** Поставленные задания **
**1)** Перечислите все возрастные и семейные роли героини, в которых, согласно отрывку о судьбе Нины, она испытывала переживания.
**2)** Воспроизведите дословно часть отрывка о судьбе Нины от "За каждым из" до "проявиться данности Я.".

** Отрывок текста **

━━━

Психологи часто говорят о социальной ситуации развития человека, пытаясь найти в ней те определяющие факторы, которые влияют на психическое развитие человека. На долю Нины выпали такие факторы, которые только в кратком перечислении представляют собой целый список факторов, вызывающих жизненный стресс человека. Каждый из этих факторов сам по себе способен вызывать сильнейший жизненный стресс, а здесь целый список и все в одной судьбе. Это типично для поколения русских, советских людей, родившихся в первой четверти XX в. Вот эти факторы – социальная ситуация развития:

• гражданская война – отец призван, вернулся контуженным;

• смена социального строя – изменение всего уклада жизни;

• коллективизация – обнищание семьи, потеря экономической самостоятельности; обесценивание труда и усилий по организации жизни;

• уход из семьи – учеба в школе и жизнь у чужих людей;

• Великая Отечественная война – потеря близких, эвакуация из оккупированного города;

• непосильная и неоплачиваемая работа в колхозе, торфозаготовки и лесозаготовки;

• поиски работы по специальности;

• смена места жительства;

• потеря ребенка;

• смена социального строя в стране;

• инфляция, угроза голода, потеря экономической самостоятельности семьи.

За каждым из этих факторов – живые человеческие отношения, переживания сначала маленькой девочки, потом девушки, женщины, жены и матери, бабушки и всегда дочери. Переживания, о которых сегодня не всегда хочется вспоминать, вспоминается только хорошее. Среди этого хорошего – совместная работа семьи на сенокосе, первые и единственные стихи, которые были посвящены любимому брату. Так хотелось быть похожей на него, что долгие годы вся семья вспоминала серьезность, с какой маленькая Нина говорила: «Я, как Паня». Все вопросы выбора (что бы это ни было) решались именно так. Он был всегда рядом – самый, самый, с которым делила все. Нет, не поровну, а по принципам детского братства. Вот здесь у читателя и есть возможность увидеть, что в жизни моей героини были (и будут) люди, которые помогают проявиться данности Я.

Она говорит о себе: «Меня никогда не обижали дома, никогда. У нас вообще детей не обижали словами, не били, с нами разговаривали. Я не помню, чтобы мама и папа ругались между собой, не помню».

Девочка росла умная, училась охотно и очень хотела учиться. Прошу читателя заметить это. Ей было одиннадцать лет, когда ее отдали в школу-десятилетку далеко от дома; девочка могла видеть семью только в выходные и каникулы. Практически с этого времени и началась ее самостоятельная жизнь «в людях», как писал когда-то М. Горький. Помимо учебы на ней лежали все бытовые заботы, и при этом она была всегда ответственная и добросовестная. «Я очень хотела учиться, очень хотела стать учительницей», – вспоминает Нина.

Замечу для читателей, что желание учиться – одно из важнейших проявлений силы Я, его данности, так оно дает о себе знать – желание учиться свидетельствует о наличии потенциала, ищущего адекватное воплощение. Мне думается, что в этом переживании есть то, что можно назвать чувством собственной бесконечности, тем прикосновением к вечности, которое не выражается высоким стилем, а проявляется в неуемной любознательности. Сегодня моя героиня посещает кружок по плетению из лозы, на свое семидесятилетие купила себе в подарок гармонь и научилась сама играть на ней по нотам.

━━━

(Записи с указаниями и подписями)
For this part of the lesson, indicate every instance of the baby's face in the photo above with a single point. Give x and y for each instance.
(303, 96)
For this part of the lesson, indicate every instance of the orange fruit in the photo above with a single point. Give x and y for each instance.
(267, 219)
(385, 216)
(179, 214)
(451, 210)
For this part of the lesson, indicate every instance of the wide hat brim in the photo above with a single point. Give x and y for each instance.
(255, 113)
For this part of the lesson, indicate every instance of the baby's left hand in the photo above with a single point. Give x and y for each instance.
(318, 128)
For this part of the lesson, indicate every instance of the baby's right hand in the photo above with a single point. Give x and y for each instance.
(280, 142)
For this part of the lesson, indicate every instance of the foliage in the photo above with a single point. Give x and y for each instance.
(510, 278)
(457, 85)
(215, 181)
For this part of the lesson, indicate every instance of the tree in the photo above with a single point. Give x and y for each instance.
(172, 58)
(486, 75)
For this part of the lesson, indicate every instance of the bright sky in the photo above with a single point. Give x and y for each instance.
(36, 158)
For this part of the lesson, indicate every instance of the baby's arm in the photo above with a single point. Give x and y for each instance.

━━━

** Ответы по порядку **
**1)** маленькая девочка, девушка, женщина, жена, мать, бабушка, дочь

**2)**
За каждым из этих факторов – живые человеческие отношения, переживания сначала маленькой девочки, потом девушки, женщины, жены и матери, бабушки и всегда дочери. Переживания, о которых сегодня не всегда хочется вспоминать, вспоминается только хорошее. Среди этого хорошего – совместная работа семьи на сенокосе, первые и единственные стихи, которые были посвящены любимому брату. Так хотелось быть похожей на него, что долгие годы вся семья вспоминала серьезность, с какой маленькая Нина говорила: «Я, как Паня». Все вопросы выбора (что бы это ни было) решались именно так. Он был всегда рядом – самый, самый, с которым делила все. Нет, не поровну, а по принципам детского братства. Вот здесь у читателя и есть возможность увидеть, что в жизни моей героини были (и будут) люди, которые помогают проявиться данности Я.